- _EXERCISE INSTRUCTIONS_:
A. Extract from the passage about Eowyn the words starting with "On a grimmer" and going on through "act of precedent.".
B. Tell whether each statement agrees with the passage about Eowyn, answering yes or no and quoting the deciding words: (i) Eowyn was in line to inherit. (ii) Eowyn was chosen to lead instead of Idis. (iii) If Theoden falls, those left behind are to choose a new lord.

- _PASSAGE GIVEN_:
First of all, that makes Theoden's line about Eomer being the last of his line double ouch, because it shows he sees Eomer more as a part of his line than his own daughter. But ok, nothing personal, patriarchy in action.
But then, when a woman is chosen to lead, when the existence of the female members of Theoden's line are brought up, it's still Eowyn who is chosen. Not the daughter's king, but the daughter's niece. When the time for a woman to lead comes, Eowyn is chosen, not Idis.
Triple ouch.
Now, this shows just how bloody capable and respected Eowyn is by the people. For her to be chosen not even as a last resort, not just over men, but over another women of her own house, one of higher rank and a greater claim to leadership, shows that when Hama said "all love her", they all love her a lot. (Explains why Elfhelm and his eored turned a blind eye to Eowyn riding with them and smuggling Merry along. The people adore her.)
On a grimmer note, this also shows just how patriarchal Rohan is. Remember, when Eowyn is left in charge, it's only; according to Theoden, in the interim. She is to rule in his stead, but if he falls those left behind are to choose a new lord amongst them. Now, I do believe there's a good chance they would have chosen Eowyn. And I think Theoden would have approved. But it wasn't guaranteed, she wasn't in line to inherit. It would have been act of love to choose Eowyn, not an act of precedent.

- _RECORDED INFORMATION_:
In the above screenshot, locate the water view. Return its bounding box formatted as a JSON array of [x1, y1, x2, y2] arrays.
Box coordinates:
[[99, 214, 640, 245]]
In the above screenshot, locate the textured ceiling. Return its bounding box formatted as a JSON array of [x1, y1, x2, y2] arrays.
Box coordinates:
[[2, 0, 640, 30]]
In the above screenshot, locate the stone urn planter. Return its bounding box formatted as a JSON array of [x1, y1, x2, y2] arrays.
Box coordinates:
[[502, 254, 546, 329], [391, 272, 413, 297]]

--

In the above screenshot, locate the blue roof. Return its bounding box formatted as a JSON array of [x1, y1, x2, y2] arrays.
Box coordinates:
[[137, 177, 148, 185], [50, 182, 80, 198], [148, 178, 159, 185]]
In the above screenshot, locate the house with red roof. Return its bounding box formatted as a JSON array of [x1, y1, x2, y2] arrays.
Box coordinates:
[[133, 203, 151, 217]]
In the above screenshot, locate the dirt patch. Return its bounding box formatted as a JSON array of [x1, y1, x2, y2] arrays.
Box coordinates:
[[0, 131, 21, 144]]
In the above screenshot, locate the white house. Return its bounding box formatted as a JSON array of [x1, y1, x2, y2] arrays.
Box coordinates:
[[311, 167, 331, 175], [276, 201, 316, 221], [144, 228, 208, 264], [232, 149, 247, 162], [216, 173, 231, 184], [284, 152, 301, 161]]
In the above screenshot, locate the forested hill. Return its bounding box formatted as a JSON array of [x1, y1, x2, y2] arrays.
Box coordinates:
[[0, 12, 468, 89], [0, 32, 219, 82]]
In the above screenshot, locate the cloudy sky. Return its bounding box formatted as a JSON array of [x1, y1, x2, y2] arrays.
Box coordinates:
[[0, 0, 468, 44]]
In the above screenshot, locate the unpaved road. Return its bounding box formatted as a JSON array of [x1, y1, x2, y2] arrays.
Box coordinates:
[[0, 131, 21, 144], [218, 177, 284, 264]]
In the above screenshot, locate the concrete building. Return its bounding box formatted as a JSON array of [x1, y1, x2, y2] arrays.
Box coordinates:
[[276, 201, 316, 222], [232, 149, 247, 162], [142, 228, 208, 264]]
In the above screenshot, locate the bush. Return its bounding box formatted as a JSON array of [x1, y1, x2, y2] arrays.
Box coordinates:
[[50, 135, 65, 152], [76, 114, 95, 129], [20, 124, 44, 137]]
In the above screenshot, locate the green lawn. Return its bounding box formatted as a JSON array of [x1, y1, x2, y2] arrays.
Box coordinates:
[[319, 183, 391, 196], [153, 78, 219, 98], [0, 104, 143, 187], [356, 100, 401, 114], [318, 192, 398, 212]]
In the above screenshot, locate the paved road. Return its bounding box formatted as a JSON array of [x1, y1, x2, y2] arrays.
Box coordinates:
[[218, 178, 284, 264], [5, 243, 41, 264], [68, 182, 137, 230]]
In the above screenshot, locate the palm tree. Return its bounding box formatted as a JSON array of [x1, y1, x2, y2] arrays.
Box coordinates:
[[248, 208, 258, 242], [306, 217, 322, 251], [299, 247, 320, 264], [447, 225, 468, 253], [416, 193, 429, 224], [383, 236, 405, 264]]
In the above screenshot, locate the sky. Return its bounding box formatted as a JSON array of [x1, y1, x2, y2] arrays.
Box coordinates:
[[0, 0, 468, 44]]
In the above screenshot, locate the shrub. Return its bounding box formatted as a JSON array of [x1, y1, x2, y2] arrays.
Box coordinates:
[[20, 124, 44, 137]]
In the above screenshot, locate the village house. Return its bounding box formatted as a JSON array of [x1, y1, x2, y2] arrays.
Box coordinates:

- _SOLUTIONS BELOW_:
A.
On a grimmer note, this also shows just how patriarchal Rohan is. Remember, when Eowyn is left in charge, it's only; according to Theoden, in the interim. She is to rule in his stead, but if he falls those left behind are to choose a new lord amongst them. Now, I do believe there's a good chance they would have chosen Eowyn. And I think Theoden would have approved. But it wasn't guaranteed, she wasn't in line to inherit. It would have been act of love to choose Eowyn, not an act of precedent.

B.
(i) No: "she wasn't in line to inherit."
(ii) Yes: "When the time for a woman to lead comes, Eowyn is chosen, not Idis."
(iii) Yes: "if he falls those left behind are to choose a new lord amongst them."